What to do
• a. From the thread about Spark and jar files on HDFS, quote the part starting at "No, and it looks" and ending at "on local machine.".
• b. Continue the thread about Spark failing to use jar files stored on HDFS from its last line.

Selected passage
------------------------------------------------------------
Re: Why does spark 1.6.0 can't use jar files stored on HDFS

Posted by Serega Sheypak <se...@gmail.com>.
No, and it looks like a problem.

2.2. --master yarn --deploy-mode client
means:
1. submit spark as yarn app, but spark-driver is started on local machine.
2. A upload all dependent jars to HDFS and specify jar HDFS paths in --jars
arg.
3. Driver runs my Spark Application main class named "MySuperSparkJob"
and MySuperSparkJob
fails because it doesn't get jars, thay are all in HDFS and not accessible
from local machine...


2016-05-17 15:18 GMT+02:00 Jeff Zhang <zj...@gmail.com>:

> Do you put your app jar on hdfs ? The app jar must be on your local
> machine.
>
> On Tue, May 17, 2016 at 8:33 PM, Serega Sheypak <se...@gmail.com>
> wrote:
>
>> hi, I'm trying to:
>> 1. upload my app jar files to HDFS
>> 2. run spark-submit with:
>> 2.1. --master yarn --deploy-mode cluster
>> or
>> 2.2. --master yarn --deploy-mode client
>>
>> specifying --jars hdfs:///my/home/commons.jar,hdfs:///my/home/super.jar
>>
>> When spark job is submitted, SparkSubmit client outputs:
>> Warning: Skip remote jar hdfs:///user/baba/lib/akka-slf4j_2.11-2.3.11.jar
>> ...
>>
>> and then spark application main class fails with class not found
>> exception.
>> Is there any workaround?
------------------------------------------------------------
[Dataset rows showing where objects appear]
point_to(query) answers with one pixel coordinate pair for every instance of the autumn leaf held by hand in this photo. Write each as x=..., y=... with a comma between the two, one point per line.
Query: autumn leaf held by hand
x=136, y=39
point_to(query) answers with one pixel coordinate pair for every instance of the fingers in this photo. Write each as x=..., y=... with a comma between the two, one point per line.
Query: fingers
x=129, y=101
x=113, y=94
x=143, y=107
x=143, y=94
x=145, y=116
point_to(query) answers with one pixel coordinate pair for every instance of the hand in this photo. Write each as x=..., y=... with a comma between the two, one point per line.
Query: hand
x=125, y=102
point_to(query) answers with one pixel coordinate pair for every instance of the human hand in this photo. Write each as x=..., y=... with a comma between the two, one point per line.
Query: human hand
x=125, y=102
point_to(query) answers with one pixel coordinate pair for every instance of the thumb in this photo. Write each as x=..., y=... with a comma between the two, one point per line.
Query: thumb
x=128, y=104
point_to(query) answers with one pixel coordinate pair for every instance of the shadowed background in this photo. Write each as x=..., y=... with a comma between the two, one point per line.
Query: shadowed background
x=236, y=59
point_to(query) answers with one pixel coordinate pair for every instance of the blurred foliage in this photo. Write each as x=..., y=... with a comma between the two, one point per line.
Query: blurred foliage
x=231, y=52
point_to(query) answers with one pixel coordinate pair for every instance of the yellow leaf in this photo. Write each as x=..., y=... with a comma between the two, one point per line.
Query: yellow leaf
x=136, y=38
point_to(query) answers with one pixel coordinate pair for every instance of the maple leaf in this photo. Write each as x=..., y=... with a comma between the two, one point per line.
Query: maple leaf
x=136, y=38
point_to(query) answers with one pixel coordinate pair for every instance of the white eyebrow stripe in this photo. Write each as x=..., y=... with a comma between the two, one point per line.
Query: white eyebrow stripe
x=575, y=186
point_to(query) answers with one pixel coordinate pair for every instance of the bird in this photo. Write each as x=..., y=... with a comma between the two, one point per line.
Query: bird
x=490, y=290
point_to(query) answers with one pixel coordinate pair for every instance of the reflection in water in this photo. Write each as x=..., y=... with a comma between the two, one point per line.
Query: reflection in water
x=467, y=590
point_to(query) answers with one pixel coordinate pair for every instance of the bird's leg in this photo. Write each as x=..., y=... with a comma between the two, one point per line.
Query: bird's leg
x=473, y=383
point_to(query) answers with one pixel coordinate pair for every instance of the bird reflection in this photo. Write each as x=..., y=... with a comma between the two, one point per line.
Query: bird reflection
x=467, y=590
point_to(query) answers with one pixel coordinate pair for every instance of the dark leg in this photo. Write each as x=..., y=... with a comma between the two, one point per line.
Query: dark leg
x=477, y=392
------------------------------------------------------------
Results for the exercise
• a.
No, and it looks like a problem.

2.2. --master yarn --deploy-mode client
means:
1. submit spark as yarn app, but spark-driver is started on local machine.

• b.
>>
>
>
>
> --
> Best Regards
>
> Jeff Zhang
>

Re: Why does spark 1.6.0 can't use jar files stored on HDFS

Posted by Jeff Zhang <zj...@gmail.com>.
Do you put your app jar on hdfs ? The app jar must be on your local
machine.

On Tue, May 17, 2016 at 8:33 PM, Serega Sheypak <se...@gmail.com>
wrote:

> hi, I'm trying to:
> 1. upload my app jar files to HDFS
> 2. run spark-submit with:
> 2.1. --master yarn --deploy-mode cluster
> or
> 2.2. --master yarn --deploy-mode client
>
> specifying --jars hdfs:///my/home/commons.jar,hdfs:///my/home/super.jar
>
> When spark job is submitted, SparkSubmit client outputs:
> Warning: Skip remote jar hdfs:///user/baba/lib/akka-slf4j_2.11-2.3.11.jar
> ...
>
> and then spark application main class fails with class not found exception.
> Is there any workaround?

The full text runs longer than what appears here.